--- Work to complete ---
In the material below, the required lines run from the one containing "If you could indicate the gray baseball" through the one containing "If you could indicate the dark". Copy those lines exactly, ends included, and nothing else.

--- Task data ---
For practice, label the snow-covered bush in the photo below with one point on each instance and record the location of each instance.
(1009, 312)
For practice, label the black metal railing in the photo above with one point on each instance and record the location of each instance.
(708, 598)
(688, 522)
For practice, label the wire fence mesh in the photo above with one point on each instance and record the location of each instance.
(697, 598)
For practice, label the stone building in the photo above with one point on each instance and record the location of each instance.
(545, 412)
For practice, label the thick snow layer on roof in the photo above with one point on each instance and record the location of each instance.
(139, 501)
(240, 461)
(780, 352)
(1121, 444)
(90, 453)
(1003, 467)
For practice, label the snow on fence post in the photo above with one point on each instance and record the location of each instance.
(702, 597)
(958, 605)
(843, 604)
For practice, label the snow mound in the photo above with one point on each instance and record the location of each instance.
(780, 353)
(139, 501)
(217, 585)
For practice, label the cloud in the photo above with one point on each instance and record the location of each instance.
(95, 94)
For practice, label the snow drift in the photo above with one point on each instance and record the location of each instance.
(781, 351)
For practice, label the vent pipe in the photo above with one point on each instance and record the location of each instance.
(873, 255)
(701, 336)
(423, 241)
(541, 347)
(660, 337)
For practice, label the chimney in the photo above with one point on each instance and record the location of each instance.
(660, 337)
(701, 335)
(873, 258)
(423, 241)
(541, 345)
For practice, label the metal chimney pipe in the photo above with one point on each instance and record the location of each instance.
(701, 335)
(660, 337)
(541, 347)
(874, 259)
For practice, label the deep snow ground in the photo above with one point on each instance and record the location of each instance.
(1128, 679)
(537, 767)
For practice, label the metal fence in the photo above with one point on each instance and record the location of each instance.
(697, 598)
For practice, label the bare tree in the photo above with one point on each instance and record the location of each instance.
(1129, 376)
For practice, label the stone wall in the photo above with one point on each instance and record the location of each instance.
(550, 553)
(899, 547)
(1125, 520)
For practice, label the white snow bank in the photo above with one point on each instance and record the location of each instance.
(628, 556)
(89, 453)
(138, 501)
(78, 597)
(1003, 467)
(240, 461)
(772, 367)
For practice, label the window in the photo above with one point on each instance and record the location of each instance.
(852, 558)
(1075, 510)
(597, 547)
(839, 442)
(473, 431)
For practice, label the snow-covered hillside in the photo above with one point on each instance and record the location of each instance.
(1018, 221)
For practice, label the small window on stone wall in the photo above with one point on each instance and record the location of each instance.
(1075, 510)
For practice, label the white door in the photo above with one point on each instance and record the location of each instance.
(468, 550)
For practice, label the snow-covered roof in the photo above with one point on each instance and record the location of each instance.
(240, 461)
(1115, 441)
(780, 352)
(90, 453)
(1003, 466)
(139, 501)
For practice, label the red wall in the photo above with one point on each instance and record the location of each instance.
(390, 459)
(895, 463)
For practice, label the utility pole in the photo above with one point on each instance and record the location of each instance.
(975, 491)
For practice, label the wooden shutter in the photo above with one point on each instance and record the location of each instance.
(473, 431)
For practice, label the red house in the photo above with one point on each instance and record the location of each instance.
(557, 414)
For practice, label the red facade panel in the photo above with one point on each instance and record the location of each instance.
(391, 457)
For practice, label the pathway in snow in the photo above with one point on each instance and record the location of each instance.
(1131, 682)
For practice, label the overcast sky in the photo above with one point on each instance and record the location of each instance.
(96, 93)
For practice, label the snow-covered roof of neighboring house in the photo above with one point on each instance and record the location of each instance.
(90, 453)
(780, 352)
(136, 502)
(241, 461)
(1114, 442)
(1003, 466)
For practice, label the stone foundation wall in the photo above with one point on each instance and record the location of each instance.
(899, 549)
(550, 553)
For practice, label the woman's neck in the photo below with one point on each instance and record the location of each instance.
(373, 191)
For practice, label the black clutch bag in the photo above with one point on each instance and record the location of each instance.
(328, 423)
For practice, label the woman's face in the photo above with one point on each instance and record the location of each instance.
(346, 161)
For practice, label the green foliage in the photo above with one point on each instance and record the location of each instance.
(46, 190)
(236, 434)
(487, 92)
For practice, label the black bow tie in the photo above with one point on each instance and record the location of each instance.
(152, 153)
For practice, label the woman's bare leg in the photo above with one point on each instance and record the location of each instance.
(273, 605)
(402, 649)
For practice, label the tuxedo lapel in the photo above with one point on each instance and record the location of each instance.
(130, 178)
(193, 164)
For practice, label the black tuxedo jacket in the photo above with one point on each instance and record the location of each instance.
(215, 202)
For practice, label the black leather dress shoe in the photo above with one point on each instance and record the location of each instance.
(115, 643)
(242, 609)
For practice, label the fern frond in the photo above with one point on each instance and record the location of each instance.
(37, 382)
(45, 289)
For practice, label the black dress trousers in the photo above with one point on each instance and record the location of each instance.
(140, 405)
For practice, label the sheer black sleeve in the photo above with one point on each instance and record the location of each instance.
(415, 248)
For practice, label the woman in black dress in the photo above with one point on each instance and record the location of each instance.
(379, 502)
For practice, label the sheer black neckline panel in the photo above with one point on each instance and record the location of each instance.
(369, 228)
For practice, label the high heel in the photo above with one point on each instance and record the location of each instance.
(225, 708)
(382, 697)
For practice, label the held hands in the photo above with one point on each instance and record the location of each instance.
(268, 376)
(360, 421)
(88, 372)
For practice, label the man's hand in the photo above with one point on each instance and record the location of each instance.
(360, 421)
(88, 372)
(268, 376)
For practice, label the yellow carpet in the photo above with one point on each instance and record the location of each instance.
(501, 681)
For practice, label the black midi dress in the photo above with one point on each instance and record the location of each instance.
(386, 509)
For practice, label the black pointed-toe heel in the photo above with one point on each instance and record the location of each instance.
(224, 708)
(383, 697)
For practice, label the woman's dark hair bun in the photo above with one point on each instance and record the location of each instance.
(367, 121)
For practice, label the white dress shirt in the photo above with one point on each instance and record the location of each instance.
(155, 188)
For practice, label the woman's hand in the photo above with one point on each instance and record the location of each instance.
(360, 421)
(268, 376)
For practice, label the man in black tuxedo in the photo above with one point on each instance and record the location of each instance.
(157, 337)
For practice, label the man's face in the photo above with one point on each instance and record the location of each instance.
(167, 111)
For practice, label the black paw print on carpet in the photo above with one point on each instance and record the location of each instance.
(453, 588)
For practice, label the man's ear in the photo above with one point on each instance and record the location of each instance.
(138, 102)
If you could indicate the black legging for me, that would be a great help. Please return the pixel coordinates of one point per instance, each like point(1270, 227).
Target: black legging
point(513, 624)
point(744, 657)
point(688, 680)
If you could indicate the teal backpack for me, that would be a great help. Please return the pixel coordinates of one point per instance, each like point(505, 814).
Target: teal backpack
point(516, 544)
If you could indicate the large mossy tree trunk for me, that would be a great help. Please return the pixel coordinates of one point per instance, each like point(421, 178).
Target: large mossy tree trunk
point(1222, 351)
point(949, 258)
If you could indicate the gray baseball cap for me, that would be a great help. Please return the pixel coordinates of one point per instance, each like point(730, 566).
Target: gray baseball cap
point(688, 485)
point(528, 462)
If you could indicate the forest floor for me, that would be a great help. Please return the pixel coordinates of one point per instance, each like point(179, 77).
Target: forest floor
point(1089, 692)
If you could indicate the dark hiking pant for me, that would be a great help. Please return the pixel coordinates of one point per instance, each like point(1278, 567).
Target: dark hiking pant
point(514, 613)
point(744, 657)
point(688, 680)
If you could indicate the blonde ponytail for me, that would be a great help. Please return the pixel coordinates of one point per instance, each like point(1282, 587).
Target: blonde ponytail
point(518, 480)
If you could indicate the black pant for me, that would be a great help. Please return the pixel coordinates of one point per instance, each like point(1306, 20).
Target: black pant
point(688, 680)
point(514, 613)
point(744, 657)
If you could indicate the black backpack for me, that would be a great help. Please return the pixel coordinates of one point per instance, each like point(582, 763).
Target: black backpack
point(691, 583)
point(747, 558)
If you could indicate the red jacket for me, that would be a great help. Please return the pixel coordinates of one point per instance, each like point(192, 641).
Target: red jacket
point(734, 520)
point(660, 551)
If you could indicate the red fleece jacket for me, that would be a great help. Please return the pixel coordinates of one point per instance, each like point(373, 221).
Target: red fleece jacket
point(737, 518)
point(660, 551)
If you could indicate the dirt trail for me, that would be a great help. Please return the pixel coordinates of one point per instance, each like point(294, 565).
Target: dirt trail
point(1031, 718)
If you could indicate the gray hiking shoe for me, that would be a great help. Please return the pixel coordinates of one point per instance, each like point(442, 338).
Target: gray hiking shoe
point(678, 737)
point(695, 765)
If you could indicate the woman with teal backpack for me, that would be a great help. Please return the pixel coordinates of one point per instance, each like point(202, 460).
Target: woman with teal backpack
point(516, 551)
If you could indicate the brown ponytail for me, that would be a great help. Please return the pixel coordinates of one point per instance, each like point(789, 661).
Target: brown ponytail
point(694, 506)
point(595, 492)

--- Response to this task ---
If you could indicate the gray baseball cap for me, that would be a great help. Please return the pixel coordinates of one point per instance, each like point(730, 566).
Target: gray baseball cap
point(688, 485)
point(528, 462)
If you could indicate the forest floor for me, that would be a great help. Please return the pixel coordinates of one point per instance, each like point(179, 77).
Target: forest floor
point(1089, 692)
If you could indicate the dark hiking pant for me, that would be a great help. Please return the pixel coordinates of one point per instance, each like point(1278, 567).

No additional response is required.